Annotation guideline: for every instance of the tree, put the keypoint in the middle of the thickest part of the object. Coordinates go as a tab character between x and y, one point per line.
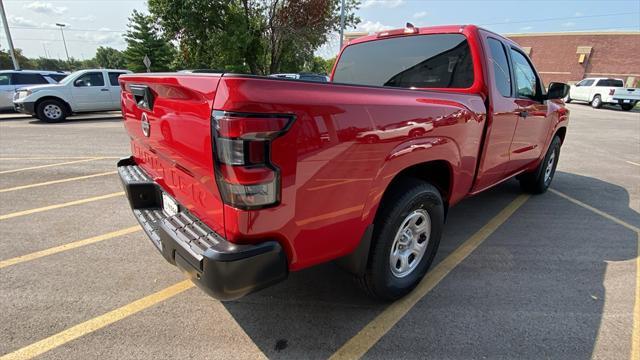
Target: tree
257	36
109	58
144	38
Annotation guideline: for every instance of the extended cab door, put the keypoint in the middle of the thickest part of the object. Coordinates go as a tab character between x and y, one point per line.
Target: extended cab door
534	120
91	93
114	89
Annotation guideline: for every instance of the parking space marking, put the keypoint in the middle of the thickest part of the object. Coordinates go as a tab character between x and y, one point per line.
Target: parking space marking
22	187
365	339
50	165
599	212
68	246
635	331
97	323
58	206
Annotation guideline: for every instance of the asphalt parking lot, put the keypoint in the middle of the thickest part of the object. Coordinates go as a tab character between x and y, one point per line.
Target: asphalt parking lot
549	276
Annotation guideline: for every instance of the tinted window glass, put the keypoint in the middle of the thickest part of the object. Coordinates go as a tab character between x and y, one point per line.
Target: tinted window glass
424	61
28	79
113	78
500	67
526	82
57	77
90	79
610	83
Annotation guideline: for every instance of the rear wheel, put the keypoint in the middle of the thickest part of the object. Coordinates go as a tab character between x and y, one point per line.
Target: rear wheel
539	180
627	107
596	103
51	111
406	237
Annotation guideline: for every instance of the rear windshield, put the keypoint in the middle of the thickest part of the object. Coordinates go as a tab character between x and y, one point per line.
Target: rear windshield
610	83
423	61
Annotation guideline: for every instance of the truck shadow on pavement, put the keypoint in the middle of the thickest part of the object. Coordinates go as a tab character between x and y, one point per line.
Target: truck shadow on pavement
536	288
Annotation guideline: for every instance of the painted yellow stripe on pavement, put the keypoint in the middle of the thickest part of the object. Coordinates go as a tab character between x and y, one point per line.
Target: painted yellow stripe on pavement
58	206
49	165
89	326
599	212
22	187
635	332
66	247
358	345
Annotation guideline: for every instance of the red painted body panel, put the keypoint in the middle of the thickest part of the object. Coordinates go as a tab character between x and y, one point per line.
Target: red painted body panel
345	146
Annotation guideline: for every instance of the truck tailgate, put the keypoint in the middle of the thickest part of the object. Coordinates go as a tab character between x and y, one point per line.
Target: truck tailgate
168	118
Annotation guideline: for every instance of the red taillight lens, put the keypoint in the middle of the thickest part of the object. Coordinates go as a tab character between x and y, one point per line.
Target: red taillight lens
244	173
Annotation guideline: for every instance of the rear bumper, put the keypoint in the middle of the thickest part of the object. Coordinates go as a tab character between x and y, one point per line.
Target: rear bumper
25	107
223	269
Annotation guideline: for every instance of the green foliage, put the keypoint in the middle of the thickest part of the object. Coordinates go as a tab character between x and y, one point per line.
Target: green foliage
144	38
109	58
256	36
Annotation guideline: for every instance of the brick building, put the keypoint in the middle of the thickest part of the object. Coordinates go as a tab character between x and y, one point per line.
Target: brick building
570	56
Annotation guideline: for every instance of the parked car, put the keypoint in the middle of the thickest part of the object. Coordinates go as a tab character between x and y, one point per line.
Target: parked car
82	91
303	76
10	80
234	180
599	91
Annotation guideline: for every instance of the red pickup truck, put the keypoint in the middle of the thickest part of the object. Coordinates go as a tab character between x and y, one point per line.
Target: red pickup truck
240	179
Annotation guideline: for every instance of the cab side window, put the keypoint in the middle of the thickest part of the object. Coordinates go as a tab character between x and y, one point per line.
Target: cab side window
90	79
501	71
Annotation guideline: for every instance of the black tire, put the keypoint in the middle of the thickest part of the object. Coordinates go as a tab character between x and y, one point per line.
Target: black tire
627	107
596	103
406	198
537	182
51	111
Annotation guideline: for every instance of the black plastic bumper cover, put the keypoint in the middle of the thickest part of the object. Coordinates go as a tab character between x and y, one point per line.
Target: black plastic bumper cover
223	269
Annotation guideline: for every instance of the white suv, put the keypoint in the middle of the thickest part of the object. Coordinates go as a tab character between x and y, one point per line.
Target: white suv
82	91
10	80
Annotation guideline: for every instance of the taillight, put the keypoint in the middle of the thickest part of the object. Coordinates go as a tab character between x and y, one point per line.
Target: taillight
242	147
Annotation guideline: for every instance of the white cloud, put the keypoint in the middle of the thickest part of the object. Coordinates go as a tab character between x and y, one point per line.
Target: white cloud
382	3
370	26
45	8
420	15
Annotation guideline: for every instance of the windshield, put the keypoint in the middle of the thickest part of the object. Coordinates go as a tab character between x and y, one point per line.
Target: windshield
424	61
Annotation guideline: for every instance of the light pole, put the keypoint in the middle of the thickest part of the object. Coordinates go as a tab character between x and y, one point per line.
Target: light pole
61	26
341	24
16	65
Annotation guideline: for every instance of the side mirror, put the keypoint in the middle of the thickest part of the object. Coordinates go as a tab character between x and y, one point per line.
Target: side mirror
557	91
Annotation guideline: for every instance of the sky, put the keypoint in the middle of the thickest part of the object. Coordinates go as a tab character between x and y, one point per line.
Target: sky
93	23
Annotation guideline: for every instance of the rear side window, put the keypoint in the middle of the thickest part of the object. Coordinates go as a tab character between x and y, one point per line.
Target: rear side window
422	61
610	83
113	78
28	79
526	81
90	79
500	67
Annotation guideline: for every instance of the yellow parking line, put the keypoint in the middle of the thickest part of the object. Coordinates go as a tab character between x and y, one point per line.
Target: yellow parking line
69	246
599	212
635	332
22	187
49	165
97	323
57	206
358	345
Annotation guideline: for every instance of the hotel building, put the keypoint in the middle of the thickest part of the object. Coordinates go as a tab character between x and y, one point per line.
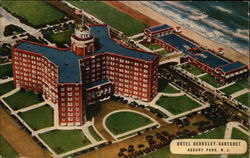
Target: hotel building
223	69
94	68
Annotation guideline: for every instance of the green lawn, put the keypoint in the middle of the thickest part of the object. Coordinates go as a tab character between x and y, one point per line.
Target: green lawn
6	150
111	16
192	69
237	134
178	104
164	87
94	134
39	118
6	87
23	99
62	37
232	89
122	122
243	99
150	46
6	70
217	133
35	12
62	141
138	38
210	80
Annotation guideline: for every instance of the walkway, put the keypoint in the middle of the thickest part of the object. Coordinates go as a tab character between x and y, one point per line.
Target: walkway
239	93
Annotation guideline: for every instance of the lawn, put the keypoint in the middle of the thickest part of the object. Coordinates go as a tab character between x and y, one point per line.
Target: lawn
217	133
164	87
34	12
94	134
6	70
150	46
122	122
23	99
232	89
138	38
243	99
6	87
210	80
62	141
39	118
111	16
192	69
6	150
177	105
237	134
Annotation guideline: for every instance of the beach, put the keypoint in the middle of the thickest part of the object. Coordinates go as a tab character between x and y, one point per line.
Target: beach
151	18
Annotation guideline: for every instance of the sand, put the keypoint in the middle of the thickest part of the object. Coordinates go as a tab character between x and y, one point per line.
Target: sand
140	9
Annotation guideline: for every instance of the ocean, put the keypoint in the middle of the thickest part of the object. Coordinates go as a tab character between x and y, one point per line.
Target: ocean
225	22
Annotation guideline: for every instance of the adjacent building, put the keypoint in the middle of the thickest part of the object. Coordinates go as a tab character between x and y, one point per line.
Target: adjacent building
223	69
94	68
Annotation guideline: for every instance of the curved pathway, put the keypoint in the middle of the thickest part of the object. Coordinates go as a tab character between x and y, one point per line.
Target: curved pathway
110	106
131	131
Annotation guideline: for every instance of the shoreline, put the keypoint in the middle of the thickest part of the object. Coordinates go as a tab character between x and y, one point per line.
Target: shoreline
153	15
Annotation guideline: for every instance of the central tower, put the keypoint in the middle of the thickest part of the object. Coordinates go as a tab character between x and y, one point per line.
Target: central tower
82	42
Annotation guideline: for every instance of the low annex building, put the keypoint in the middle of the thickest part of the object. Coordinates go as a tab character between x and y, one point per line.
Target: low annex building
95	67
224	70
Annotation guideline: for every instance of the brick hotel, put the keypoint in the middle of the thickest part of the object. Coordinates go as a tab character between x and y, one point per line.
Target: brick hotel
95	67
223	69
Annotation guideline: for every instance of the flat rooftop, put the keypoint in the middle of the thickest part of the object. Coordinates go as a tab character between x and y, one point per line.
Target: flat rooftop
108	45
232	66
98	83
158	28
182	44
67	61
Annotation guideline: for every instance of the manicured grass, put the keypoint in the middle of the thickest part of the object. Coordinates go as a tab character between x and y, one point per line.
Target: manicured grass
39	118
94	134
237	134
210	80
217	133
138	38
11	29
6	150
35	12
23	99
6	87
62	37
192	69
232	89
164	87
243	99
122	122
111	16
62	141
6	70
150	46
178	104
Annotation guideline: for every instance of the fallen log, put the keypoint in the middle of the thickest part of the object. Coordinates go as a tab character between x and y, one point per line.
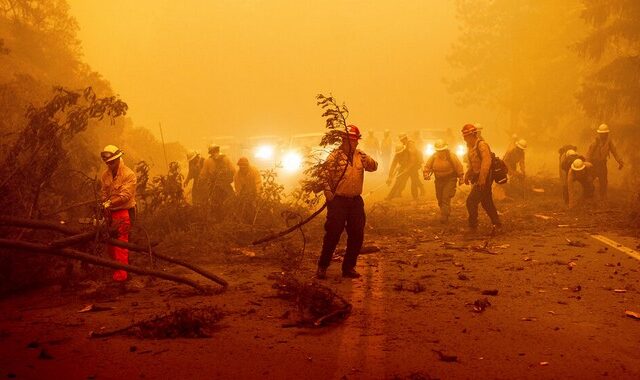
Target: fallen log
169	259
78	255
79	236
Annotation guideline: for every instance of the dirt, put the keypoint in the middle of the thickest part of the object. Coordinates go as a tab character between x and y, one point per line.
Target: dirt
433	302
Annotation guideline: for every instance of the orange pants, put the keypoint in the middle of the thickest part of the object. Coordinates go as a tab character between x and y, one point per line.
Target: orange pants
120	219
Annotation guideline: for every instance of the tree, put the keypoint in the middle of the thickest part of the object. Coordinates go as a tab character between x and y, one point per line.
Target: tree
612	88
513	56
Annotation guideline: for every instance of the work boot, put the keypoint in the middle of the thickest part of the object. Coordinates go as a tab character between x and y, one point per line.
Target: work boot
321	273
351	273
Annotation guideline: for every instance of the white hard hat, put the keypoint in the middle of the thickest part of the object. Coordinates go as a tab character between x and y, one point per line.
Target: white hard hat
110	153
578	165
440	145
603	128
191	155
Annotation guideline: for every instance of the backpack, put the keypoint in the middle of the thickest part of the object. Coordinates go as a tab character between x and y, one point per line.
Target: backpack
498	169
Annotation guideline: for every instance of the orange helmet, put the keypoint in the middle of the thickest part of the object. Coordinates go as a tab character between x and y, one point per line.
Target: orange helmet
243	161
469	129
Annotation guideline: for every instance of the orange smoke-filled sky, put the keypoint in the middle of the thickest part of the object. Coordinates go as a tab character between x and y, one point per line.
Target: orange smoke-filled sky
209	68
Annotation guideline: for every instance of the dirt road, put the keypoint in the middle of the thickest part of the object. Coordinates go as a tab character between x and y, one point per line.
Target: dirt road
556	308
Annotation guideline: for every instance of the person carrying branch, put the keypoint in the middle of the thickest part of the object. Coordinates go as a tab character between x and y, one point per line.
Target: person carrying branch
479	175
447	169
598	154
343	179
118	197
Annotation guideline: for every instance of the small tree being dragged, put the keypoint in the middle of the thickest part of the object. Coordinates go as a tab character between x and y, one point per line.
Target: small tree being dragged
335	116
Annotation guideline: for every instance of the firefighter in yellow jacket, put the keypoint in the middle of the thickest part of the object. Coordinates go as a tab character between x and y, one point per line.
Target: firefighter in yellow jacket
118	196
448	172
598	154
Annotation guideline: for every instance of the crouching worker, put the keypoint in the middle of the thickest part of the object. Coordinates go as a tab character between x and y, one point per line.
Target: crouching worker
582	173
344	178
118	197
447	169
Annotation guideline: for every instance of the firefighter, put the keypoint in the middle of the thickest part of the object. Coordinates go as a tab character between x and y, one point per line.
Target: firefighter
343	180
405	166
479	175
448	173
196	162
598	154
583	173
514	159
118	197
372	145
217	175
386	150
567	159
248	185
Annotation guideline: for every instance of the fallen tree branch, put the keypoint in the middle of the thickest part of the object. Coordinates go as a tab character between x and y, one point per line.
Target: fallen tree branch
78	255
172	260
78	237
290	229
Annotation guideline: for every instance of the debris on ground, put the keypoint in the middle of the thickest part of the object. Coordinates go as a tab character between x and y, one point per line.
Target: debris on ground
182	323
317	304
367	249
94	308
632	314
481	304
445	357
414	287
575	243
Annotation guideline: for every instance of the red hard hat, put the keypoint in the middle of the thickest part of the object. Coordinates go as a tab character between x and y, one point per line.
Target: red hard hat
469	129
353	132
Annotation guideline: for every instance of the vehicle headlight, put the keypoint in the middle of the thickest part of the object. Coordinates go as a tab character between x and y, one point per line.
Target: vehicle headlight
429	150
264	152
292	161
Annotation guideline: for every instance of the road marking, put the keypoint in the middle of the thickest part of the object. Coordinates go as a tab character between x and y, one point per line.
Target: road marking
612	243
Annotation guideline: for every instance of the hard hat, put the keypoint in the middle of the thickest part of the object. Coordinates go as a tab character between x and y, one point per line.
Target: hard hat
578	165
191	155
110	153
440	145
353	132
469	129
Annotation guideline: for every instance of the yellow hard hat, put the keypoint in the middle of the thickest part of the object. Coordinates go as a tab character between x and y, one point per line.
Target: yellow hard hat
110	153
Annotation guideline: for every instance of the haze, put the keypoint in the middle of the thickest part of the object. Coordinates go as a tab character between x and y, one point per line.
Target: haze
205	68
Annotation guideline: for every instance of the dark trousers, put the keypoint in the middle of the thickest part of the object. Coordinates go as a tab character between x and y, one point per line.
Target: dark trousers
445	191
343	213
600	172
483	196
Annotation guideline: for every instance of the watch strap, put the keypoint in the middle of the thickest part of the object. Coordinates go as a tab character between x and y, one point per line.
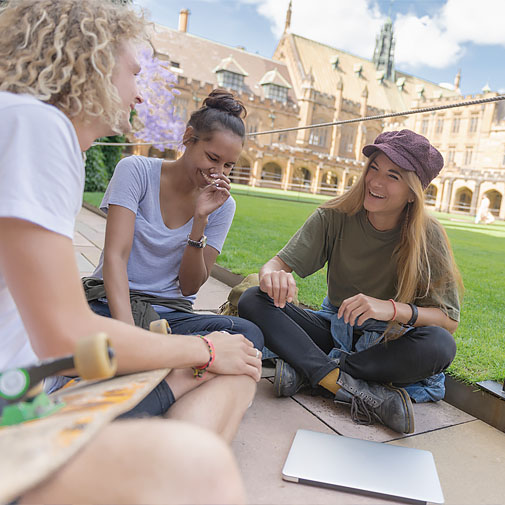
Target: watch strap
198	243
415	314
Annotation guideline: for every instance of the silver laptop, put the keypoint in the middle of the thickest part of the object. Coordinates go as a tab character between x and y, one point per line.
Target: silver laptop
361	466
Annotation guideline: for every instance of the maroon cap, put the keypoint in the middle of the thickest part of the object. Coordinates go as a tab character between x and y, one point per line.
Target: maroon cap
409	151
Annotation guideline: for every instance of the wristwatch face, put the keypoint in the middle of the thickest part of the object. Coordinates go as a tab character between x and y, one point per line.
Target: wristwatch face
198	243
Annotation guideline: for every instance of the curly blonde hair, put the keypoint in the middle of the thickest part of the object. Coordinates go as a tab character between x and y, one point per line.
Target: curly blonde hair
63	53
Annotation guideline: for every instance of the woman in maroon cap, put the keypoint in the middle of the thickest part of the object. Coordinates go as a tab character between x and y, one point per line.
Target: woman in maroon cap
383	335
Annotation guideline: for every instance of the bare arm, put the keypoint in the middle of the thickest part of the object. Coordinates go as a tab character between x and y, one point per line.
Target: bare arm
277	281
197	263
40	270
357	309
118	244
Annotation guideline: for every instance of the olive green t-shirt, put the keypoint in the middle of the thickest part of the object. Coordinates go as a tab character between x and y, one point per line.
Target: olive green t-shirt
360	258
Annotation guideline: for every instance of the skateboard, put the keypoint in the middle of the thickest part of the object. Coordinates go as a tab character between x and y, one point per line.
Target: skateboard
41	432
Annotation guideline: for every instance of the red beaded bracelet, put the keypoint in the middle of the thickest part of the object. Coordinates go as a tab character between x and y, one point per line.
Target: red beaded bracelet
394	308
198	372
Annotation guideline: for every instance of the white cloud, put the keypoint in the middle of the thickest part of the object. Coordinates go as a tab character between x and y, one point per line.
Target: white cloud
424	41
352	25
349	25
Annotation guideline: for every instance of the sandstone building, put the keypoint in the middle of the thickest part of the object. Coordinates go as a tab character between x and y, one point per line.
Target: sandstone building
307	83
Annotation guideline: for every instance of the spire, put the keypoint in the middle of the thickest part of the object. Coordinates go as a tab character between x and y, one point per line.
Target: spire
287	26
383	56
457	80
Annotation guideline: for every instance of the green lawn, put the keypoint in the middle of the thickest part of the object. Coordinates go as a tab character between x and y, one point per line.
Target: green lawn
263	224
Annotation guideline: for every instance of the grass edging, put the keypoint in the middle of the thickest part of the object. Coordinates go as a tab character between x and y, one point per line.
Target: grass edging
473	400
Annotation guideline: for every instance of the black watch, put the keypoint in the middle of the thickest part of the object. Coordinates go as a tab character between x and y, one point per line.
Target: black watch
198	243
415	313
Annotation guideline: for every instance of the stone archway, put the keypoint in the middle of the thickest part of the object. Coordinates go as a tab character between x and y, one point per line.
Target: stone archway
495	199
271	175
430	195
350	181
463	200
329	183
241	172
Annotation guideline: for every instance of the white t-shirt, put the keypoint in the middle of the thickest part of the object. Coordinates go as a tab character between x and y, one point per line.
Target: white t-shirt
42	181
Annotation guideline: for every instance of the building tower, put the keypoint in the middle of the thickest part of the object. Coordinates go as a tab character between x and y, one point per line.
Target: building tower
383	56
287	24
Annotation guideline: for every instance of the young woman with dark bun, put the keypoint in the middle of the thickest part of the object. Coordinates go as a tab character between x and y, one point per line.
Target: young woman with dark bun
166	224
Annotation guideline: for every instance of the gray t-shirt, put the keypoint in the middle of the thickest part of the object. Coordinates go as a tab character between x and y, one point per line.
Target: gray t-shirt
360	258
156	254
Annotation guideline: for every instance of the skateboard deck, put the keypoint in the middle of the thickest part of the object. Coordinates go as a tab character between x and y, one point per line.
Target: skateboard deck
32	451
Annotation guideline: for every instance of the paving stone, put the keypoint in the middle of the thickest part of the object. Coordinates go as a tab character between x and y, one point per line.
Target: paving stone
91	219
85	267
262	445
470	460
428	417
92	254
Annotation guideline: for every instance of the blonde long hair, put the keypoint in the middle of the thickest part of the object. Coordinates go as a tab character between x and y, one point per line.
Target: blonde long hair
424	247
63	53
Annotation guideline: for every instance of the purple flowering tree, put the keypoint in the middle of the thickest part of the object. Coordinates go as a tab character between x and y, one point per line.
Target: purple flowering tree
161	126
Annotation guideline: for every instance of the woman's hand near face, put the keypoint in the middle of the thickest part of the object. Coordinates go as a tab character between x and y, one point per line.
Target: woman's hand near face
357	309
235	355
277	281
213	196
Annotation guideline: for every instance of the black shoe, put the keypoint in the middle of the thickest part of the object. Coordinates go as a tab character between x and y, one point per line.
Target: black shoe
371	402
287	381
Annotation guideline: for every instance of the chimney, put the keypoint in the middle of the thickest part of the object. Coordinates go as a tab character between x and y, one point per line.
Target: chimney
457	80
183	20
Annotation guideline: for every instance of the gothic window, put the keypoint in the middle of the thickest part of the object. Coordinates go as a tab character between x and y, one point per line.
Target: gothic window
230	80
318	136
472	126
468	155
275	92
451	155
455	125
347	141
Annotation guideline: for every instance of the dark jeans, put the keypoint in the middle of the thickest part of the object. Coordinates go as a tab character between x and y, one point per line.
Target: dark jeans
303	339
185	323
161	398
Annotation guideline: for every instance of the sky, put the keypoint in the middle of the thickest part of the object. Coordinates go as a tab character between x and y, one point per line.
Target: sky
434	38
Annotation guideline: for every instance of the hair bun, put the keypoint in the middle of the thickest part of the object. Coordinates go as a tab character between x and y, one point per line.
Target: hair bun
225	101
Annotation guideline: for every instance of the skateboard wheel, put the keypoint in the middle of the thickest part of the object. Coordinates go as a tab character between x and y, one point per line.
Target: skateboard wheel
160	326
94	358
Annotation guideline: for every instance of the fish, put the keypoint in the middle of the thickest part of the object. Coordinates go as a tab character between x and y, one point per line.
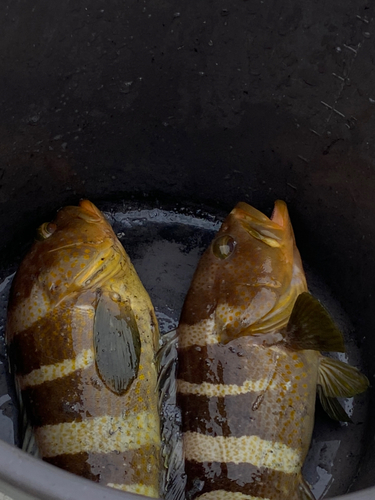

━━━

# [What you should do]
Extract exactly and only the lines above from the line containing "Annotation guideline: for every instance of the yellow hard" through the line containing "dark trousers, put", both end lines included.

# [Your solution]
Annotation guideline: for every instance of the yellow hard hat, put the keypoint in the middle of the thickest part of the object. Coordinates go as a tab character between x and y, one point per line.
Target: yellow hard hat
110	153
Annotation guideline: for every instance of the haze, put the keypoint in the middle of the thickest part of the object. Coordinates go as a tab character between x and y, one point per line.
Target: haze
205	68
Annotation guideline: for every instance of the dark trousers, put the keypoint in the middle of the thickest part of the object. Coordinates go as a tab character between x and y, one point per line.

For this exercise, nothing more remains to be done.